#### WHAT IS NEEDED
Copy out all the lines of the data precisely, omitting any pictures.

#### THE DATA
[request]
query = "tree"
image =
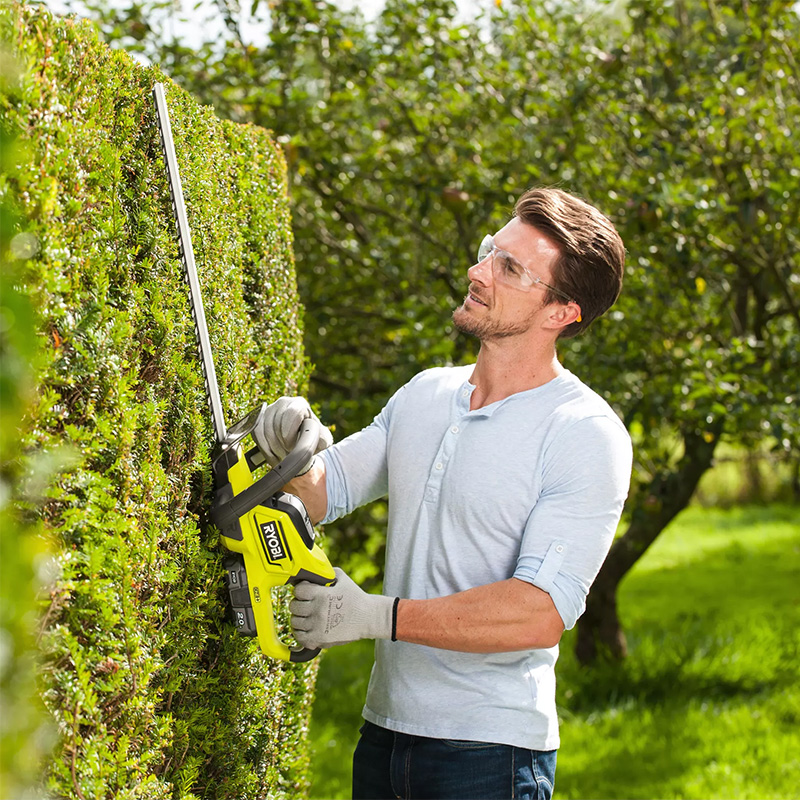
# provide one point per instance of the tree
(408, 139)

#### ANSWER BOX
[request]
query = "tree"
image =
# provide one point per instance of the tree
(408, 139)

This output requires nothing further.